--- Begin Source material ---

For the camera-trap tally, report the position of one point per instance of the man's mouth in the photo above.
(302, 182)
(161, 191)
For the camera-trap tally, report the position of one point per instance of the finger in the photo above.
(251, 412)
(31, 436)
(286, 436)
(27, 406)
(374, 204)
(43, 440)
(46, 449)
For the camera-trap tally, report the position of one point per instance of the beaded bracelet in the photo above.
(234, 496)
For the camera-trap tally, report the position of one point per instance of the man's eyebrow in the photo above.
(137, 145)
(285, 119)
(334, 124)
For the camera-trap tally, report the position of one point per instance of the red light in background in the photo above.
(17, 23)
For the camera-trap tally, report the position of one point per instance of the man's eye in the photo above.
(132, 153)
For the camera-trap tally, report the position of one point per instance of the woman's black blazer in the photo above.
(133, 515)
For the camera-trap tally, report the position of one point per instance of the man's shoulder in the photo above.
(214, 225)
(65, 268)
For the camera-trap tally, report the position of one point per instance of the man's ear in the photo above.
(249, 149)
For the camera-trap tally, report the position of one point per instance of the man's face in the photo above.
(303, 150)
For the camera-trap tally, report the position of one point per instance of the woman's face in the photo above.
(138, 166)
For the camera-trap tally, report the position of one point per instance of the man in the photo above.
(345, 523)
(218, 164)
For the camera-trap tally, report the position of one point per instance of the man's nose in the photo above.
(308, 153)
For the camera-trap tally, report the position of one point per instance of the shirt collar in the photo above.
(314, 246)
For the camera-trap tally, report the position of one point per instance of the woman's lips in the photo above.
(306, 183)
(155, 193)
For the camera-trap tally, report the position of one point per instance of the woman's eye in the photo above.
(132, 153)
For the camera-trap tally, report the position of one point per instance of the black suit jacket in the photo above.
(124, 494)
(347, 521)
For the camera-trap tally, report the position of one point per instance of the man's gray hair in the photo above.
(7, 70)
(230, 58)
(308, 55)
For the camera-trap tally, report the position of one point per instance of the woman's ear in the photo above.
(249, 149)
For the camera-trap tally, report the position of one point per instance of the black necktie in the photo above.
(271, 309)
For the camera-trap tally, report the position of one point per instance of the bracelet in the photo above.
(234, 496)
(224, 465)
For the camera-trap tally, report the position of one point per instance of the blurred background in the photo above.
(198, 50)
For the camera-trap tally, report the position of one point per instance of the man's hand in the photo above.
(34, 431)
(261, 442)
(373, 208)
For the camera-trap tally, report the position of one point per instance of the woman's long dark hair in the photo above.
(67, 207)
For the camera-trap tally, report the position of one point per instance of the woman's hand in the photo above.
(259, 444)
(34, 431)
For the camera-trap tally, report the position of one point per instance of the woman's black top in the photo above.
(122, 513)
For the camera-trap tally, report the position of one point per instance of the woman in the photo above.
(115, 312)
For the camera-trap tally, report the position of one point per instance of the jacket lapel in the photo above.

--- End Source material ---

## What the task asks
Please update the records above by replacing "camera-trap tally" with "label count" throughout, leaving everything else unchanged.

## Written answer
For the label count, report the position of one point per instance of the man's mouth in the photo above.
(302, 182)
(161, 191)
For the label count, report the position of one point per instance of the finger in the photo above.
(251, 412)
(31, 436)
(286, 436)
(27, 406)
(374, 204)
(43, 440)
(46, 449)
For the label count, report the position of one point per instance of the beaded bracelet in the photo above.
(234, 496)
For the label count, report the position of one point per instance of the man's eyebrow in the photo above.
(137, 145)
(285, 119)
(334, 124)
For the label count, report the position of one point per instance of the red light in background in the photo above.
(17, 23)
For the label count, report the position of one point per instance of the man's eye in the photo above.
(132, 153)
For the label count, report the position of one point per instance of the woman's black blazer in the photo above.
(133, 515)
For the label count, report the position of one point per instance of the man's shoulder in the photo above.
(214, 225)
(65, 268)
For the label count, report the position of one point per instance of the man's ear in the photo above.
(249, 149)
For the label count, report the position of one point per instance of the man's face in the photo above.
(303, 150)
For the label count, report the position of one point per instance of the woman's face in the photo above.
(138, 166)
For the label count, report the position of one point per instance of the man in the photo above.
(345, 523)
(218, 164)
For the label count, report the position of one point per instance of the man's nose in the photo above.
(308, 153)
For the label count, report the position of one point per instance of the shirt collar in the photo above.
(314, 246)
For the label count, report the position of one point per instance of the woman's lips in the photo above.
(306, 183)
(155, 193)
For the label count, report the position of one point per instance of the woman's eye in the photo above.
(132, 153)
For the label count, report the position of one point per instance of the black suit jacket in the photo above.
(124, 494)
(347, 521)
For the label count, report the position of one point per instance of the man's gray hair in the photo above.
(7, 70)
(230, 58)
(308, 55)
For the label count, report the position of one point per instance of the woman's ear in the photo above.
(249, 149)
For the label count, report the position of one point per instance of the black necktie in the photo above.
(271, 309)
For the label count, report the position of one point per instance of the bracelet in the photo above.
(234, 496)
(224, 465)
For the label count, report the position of one point per instance of the blurred background in the photo above.
(198, 50)
For the label count, report the position of one point per instance of the man's hand in the photo above.
(34, 431)
(261, 442)
(373, 208)
For the label count, report the position of one point per instance of the woman's long dark hair in the photo above.
(67, 207)
For the label count, report the position of one point per instance of the woman's hand in the photo above.
(259, 444)
(34, 431)
For the label count, report the position of one point per instance of the woman's black top in the photo above.
(122, 513)
For the label count, report the position of one point per instance of the woman in the photo above.
(115, 312)
For the label count, report the position of one point per instance of the jacket lapel in the photo above.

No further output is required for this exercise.